Text to read:
________________________

Boosting理论基础: 和前向分步算法的等价性

### Forward stagewise

$$f(x) = \sum\limits_{m=1}^M \beta_m b(x; \gamma_m)$$
in which $b(x; \gamma_m)$ is the base model, $\gamma_m$ is the model’s parameters, $\beta_m$ is it’s coefficient.

To minimim the loss function, we have the forward stagewise algorithm, which minimize one model & coefficient at a time, that is, take the models already trained as constant, that’s the core concept of this algorithm:

Input: Training data $T = \lbrace (x^{(1)}, y^{(1)}), (x^{(2)}, y^{(2)}), \cdots, (x^{(N)}, y^{(N)}) \rbrace$, lost function$L(y, f(x))$ and base model $b(x; \gamma)$
Output: additive model $f(x)$

1. Initialize $f_0(x) = 0$
2. For $m = 1,2,\cdots,M$:
(1) Minimize loss function:
$$(\beta_m, \gamma_m) = arg\min\limits_{\beta, \gamma} \sum\limits_{i=1}^N L(y^{(i)}, f_{m-1}(x^{(i)}) + \beta b(x^{(i)};\gamma))$$
(2) Update $f(x)$:
$$f_m(x) = f_{m-1}(x) + \beta_m b(x^{(i)};\gamma_m)$$
$$f(x) = \sum\limits_{m=1}^M \beta_m b(x; \gamma_m)$$

### Equivalence of adaboost and Forward stagewise

When using additive model & exponential loss function, forward stagewise algorithm is equivalent to adaboost. Here is the proof:

Assume the exponential loss function is:
$$L(y, f(x)) = exp(-yf(x))$$
In the $m$th iteration, we have:
$$f_m(x) = f_{m-1}(x) + \alpha_mG_m(x), \\ \text{in which } f_{m-1}(x) = \sum\limits_{m=1}^{M-1} \alpha_mG_m(x)$$
To minimize
\begin{align} (\alpha_m, G_m) & = arg\min\limits_{\alpha, G} \sum\limits_{i=1}^N exp \left\lbrace -y^{(i)}(f_{m-1}(x^{(i)}) + \alpha_m G_m(x^{(i)}))\right\rbrace \\ & = arg\min\limits_{\alpha, G} \sum\limits_{i=1}^N w_{mi} exp \left\lbrace -y^{(i)} \alpha_m G_m(x^{(i)}) \right\rbrace \end{align}
in which $w_{mi} = exp(-y^{(i)} f_{m-1}(x^{(i)}))$, it depends on neither $\alpha$ nor $G$.

________________________

Collected data:
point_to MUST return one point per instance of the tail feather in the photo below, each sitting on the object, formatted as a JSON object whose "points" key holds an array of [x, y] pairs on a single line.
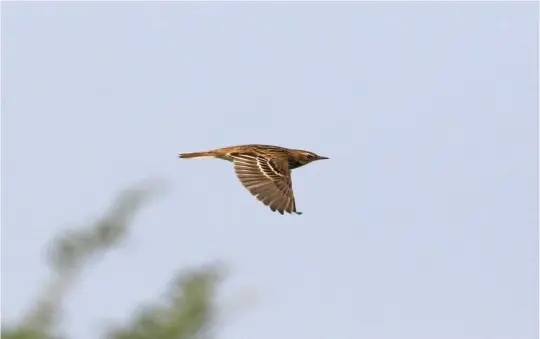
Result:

________________________

Set tasks:
1: From the boosting text on forward stagewise fitting and AdaBoost, set down the stretch from "Assume the exponential" through "neither $\alpha$ nor $G$.".
2: Resume the boosting text on forward stagewise fitting and AdaBoost, picking up after its final sentence.

Answers by task:
1:
Assume the exponential loss function is:
$$L(y, f(x)) = exp(-yf(x))$$
In the $m$th iteration, we have:
$$f_m(x) = f_{m-1}(x) + \alpha_mG_m(x), \\ \text{in which } f_{m-1}(x) = \sum\limits_{m=1}^{M-1} \alpha_mG_m(x)$$
To minimize
\begin{align} (\alpha_m, G_m) & = arg\min\limits_{\alpha, G} \sum\limits_{i=1}^N exp \left\lbrace -y^{(i)}(f_{m-1}(x^{(i)}) + \alpha_m G_m(x^{(i)}))\right\rbrace \\ & = arg\min\limits_{\alpha, G} \sum\limits_{i=1}^N w_{mi} exp \left\lbrace -y^{(i)} \alpha_m G_m(x^{(i)}) \right\rbrace \end{align}
in which $w_{mi} = exp(-y^{(i)} f_{m-1}(x^{(i)}))$, it depends on neither $\alpha$ nor $G$.

2:
To prove the $\alpha_m^*, G_m^*$ achieved here is exatly the $\alpha_m, G_m$ in adaboost:

1. For any $\alpha > 0$, $G_m^*(x)$ which maximize the loss function is the one who has the minimum error rate:
$$G_m^*(x) = arg\min\limits_{G} \sum\limits_{i=1}^N w_{mi} I(y^{(i)} \neq G(x^{(i)}))$$
That’s exatly what we train the base model to do, so $G_m^*(x) = G_m(x)$
2. Then calculate $\alpha_m$
\begin{align} L(\alpha, G_m) & = \sum\limits_{i=1}^N w_{mi} exp \left\lbrace -y^{(i)} \alpha G_m(x^{(i)}) \right\rbrace \\ & = e^{-\alpha} \sum\limits_{=} w_{mi} + e^{\alpha} \sum\limits_{\neq} w_{mi} \\ & = e^{-\alpha} \sum\limits w_{mi} - e^{-\alpha} \sum\limits_{\neq} w_{mi} + e^{\alpha} \sum\limits_{\neq} w_{mi} \\ & = (e^{\alpha} - e^{-\alpha}) \sum\limits_{\neq} w_{mi} + e^{-\alpha} \sum\limits w_{mi} \end{align}
in which $\sum\limits_{\neq}$ is abbreviation for $\sum\limits_{y^{(i)} \neq G(x^{(i)})}$, $\sum$ is abbreviation for $\sum\limits_{i=1}^N$
Let the partial derivative=0, we have:
$$\frac {\partial L(\alpha, G_m)} {\partial \alpha} = (e^{\alpha} + e^{-\alpha}) \sum\limits_{\neq} w_{mi} - e^{-\alpha} \sum\limits w_{mi} = 0$$
s.t. $$(e^{\alpha} + e^{-\alpha}) \frac{\sum\limits_{\neq} w_{mi}}{\sum\limits w_{mi}} - e^{-\alpha} = 0$$
s.t. $$(e^{\alpha} + e^{-\alpha}) \epsilon_m - e^{-\alpha} = 0$$
s.t. $$\alpha^* = \frac{1}{2}ln \frac{1-\epsilon_m}{\epsilon_m}$$
in which $\epsilon_m = \frac{\sum\limits_{\neq} w_{mi}}{\sum\limits w_{mi}}$, which is the error rate of $G_m^*(x)$

Finally we could see that the $(\alpha_m, G_m)$ we get here is exatly the same as in adaboost.